_WORK TO BE COMPLETED_: Quote every line of the data below as it stands, omitting pictures.

_STORED DATA_:
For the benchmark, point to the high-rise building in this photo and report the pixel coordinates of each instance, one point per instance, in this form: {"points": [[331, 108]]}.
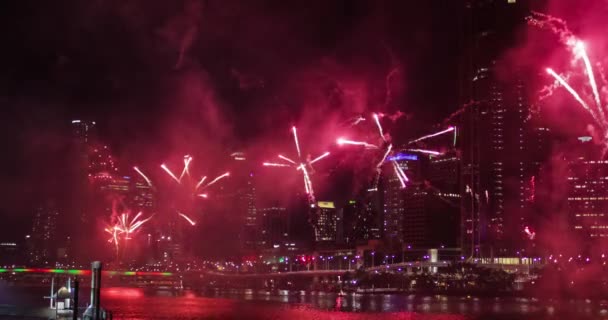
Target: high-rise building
{"points": [[251, 231], [394, 196], [495, 130], [101, 163], [588, 199], [42, 243], [141, 196], [275, 227], [326, 223]]}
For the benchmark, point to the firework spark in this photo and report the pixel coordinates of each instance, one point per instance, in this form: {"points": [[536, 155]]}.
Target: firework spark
{"points": [[398, 173], [217, 179], [592, 103], [192, 222], [200, 182], [143, 176], [295, 138], [272, 164], [319, 158], [301, 165], [431, 152], [377, 121], [531, 235], [450, 129], [342, 141], [168, 171], [123, 227], [187, 160]]}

_THE RESPONSE_:
For the benchmark, point to the high-rise building in this photo and report the pixel coordinates of each instance, one point per instance, in this form: {"points": [[331, 108]]}.
Target: high-rise building
{"points": [[251, 231], [394, 196], [495, 130], [101, 163], [588, 199], [42, 243], [141, 196], [275, 227], [326, 223]]}
For the benchmark, point to the firework spark in this photo and report the pixel coordinates of each instance, one point per instance, in this form: {"points": [[536, 155]]}.
Target: firework spark
{"points": [[398, 173], [217, 179], [592, 103], [192, 222], [200, 182], [143, 176], [295, 138], [272, 164], [319, 158], [301, 165], [431, 152], [377, 121], [531, 235], [450, 129], [342, 141], [168, 171], [123, 227], [187, 160]]}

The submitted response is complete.